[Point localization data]
━━━
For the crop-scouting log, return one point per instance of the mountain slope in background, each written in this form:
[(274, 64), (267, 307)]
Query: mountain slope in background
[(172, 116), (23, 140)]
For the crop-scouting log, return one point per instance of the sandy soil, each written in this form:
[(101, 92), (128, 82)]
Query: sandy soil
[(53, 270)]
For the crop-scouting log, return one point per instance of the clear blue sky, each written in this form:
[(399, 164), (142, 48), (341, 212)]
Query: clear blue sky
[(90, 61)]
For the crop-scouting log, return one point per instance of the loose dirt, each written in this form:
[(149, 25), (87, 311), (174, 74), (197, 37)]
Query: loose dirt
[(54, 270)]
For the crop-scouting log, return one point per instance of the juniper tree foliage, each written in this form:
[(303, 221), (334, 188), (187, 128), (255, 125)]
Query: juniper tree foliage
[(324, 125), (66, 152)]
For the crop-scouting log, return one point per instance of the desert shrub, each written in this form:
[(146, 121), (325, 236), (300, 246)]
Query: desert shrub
━━━
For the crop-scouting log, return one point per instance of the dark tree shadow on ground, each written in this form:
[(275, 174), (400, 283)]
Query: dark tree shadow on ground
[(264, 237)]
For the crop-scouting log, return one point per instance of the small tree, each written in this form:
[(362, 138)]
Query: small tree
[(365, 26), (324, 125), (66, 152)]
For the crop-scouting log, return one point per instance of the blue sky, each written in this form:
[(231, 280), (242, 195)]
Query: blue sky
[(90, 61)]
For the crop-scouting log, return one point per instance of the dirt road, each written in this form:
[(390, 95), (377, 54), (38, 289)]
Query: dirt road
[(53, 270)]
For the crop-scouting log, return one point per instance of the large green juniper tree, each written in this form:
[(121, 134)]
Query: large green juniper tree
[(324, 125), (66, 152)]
━━━
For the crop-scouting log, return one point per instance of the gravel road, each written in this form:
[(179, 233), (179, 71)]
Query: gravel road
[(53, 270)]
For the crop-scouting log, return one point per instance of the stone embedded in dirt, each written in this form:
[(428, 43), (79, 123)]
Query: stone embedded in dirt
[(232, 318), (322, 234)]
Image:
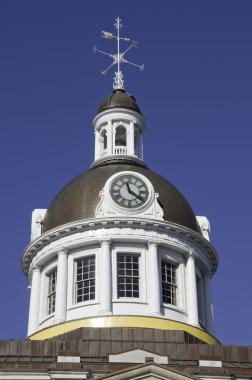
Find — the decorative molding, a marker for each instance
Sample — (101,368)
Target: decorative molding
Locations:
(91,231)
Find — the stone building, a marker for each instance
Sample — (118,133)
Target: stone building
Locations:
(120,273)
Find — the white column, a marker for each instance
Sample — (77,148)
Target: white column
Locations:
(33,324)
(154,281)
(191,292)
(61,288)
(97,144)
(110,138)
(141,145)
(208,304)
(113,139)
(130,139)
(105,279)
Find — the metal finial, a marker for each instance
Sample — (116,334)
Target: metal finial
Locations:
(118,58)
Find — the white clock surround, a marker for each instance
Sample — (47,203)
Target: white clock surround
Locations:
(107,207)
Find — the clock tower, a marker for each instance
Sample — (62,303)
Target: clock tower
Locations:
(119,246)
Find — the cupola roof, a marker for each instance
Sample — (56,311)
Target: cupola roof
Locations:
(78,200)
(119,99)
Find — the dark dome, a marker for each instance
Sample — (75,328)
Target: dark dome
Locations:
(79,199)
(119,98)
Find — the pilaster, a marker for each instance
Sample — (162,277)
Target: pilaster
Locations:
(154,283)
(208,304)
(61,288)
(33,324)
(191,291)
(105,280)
━━━
Work instruction:
Set down, exactly as they appear above, all lines from the one that has "[(101, 92), (128, 82)]" down to the one that has "Query: desert shrub", including those two and no others.

Your response:
[(101, 92), (128, 82)]
Query: sandy soil
[(53, 270)]
For the crop-scouting log, return one point per instance of the clear blue sky, each written in this form:
[(399, 164), (142, 48), (341, 212)]
Query: clear blue sky
[(90, 61)]
For the crop-scouting log, return one point per instance of the loose dirt, each written in this form:
[(149, 25), (87, 311), (174, 74), (197, 37)]
Query: loose dirt
[(54, 270)]
For the crop-scouting log, return one point per instance of the juniper tree foliage, each written in this form:
[(303, 221), (334, 188), (187, 128), (255, 125)]
Query: juniper tree foliage
[(324, 125), (66, 152)]
For the crop-scouting log, return one point per instance of the desert shrub, each written in this form:
[(146, 121), (325, 236), (300, 246)]
Query: desert shrub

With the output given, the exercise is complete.